DATA FOR THIS EXERCISE
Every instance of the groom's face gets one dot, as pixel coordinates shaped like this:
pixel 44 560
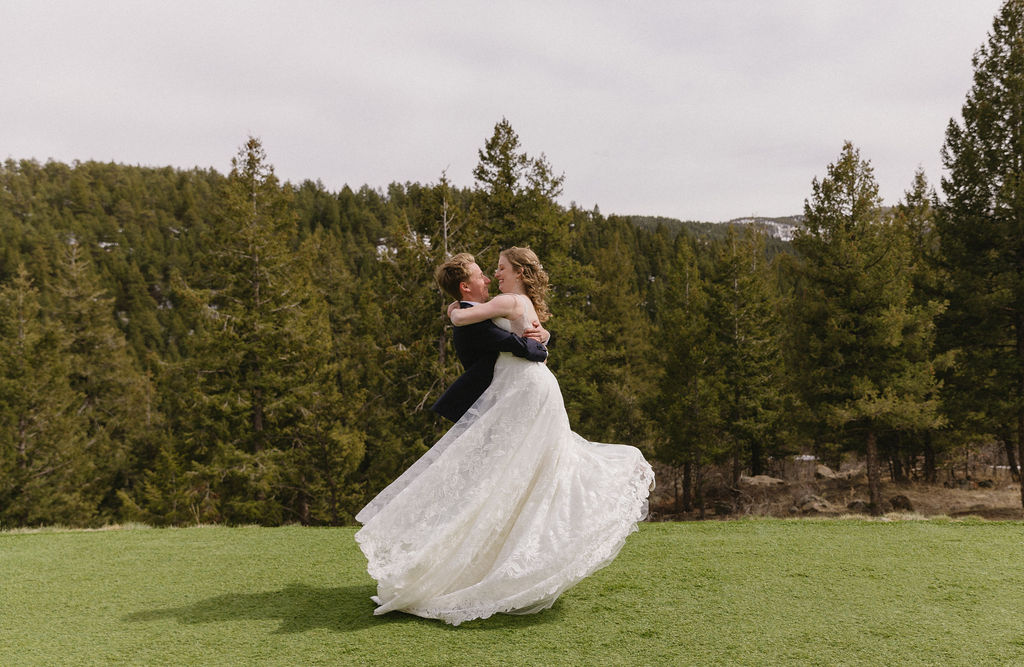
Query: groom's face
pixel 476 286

---

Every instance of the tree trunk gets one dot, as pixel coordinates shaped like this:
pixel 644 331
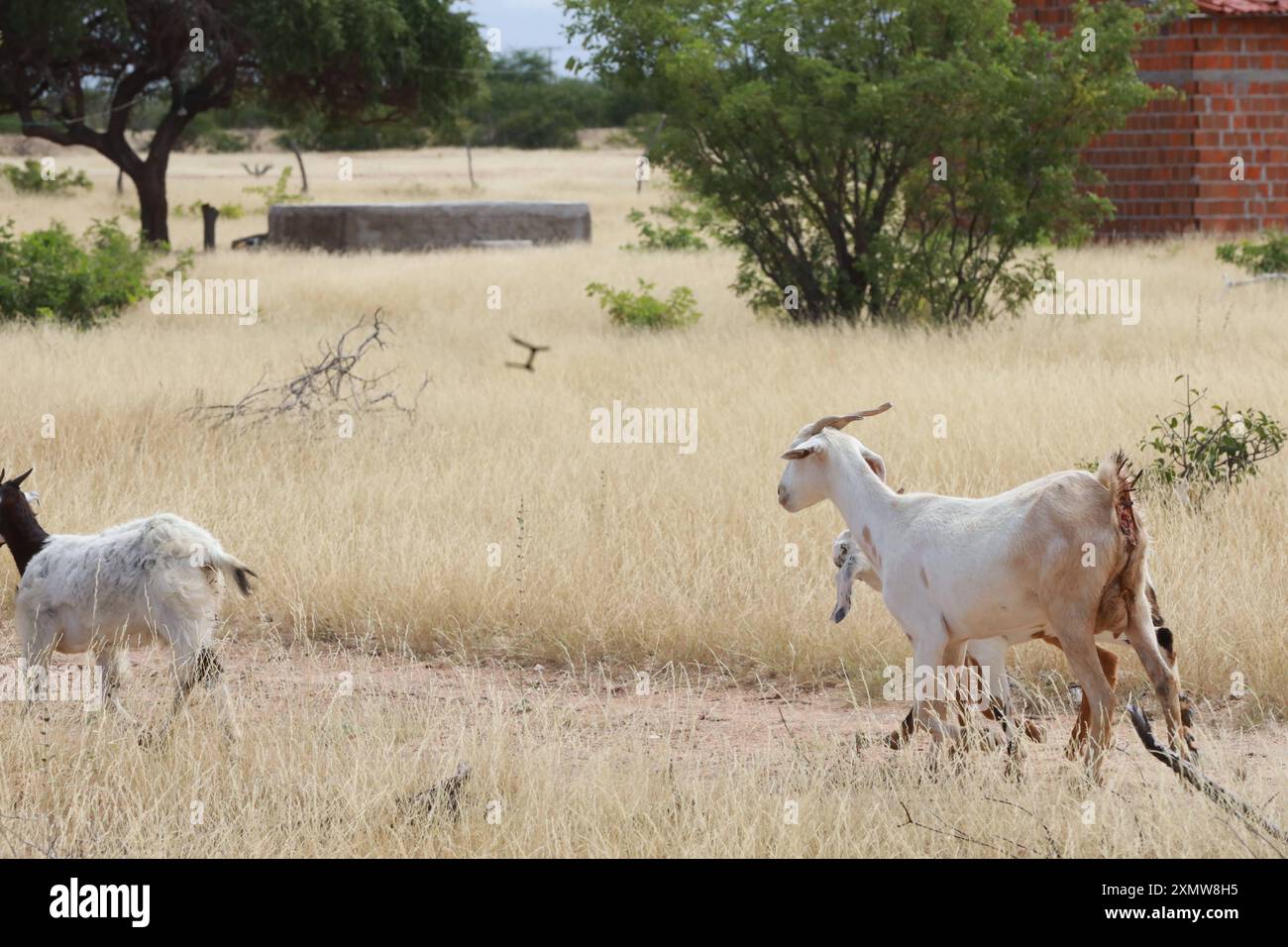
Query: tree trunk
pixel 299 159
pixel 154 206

--

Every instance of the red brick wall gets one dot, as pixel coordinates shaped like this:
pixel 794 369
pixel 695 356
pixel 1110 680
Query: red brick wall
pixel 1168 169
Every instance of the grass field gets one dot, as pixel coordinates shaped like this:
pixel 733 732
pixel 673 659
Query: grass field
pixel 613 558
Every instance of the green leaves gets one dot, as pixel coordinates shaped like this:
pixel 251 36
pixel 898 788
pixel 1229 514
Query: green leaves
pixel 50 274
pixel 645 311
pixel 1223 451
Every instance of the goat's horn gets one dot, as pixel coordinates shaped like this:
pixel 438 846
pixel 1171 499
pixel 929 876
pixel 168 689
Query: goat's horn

AIM OF THE EXERCISE
Across the material, how many lines contain "horn"? The reply must be that number and nothing else.

ANSWER BOX
2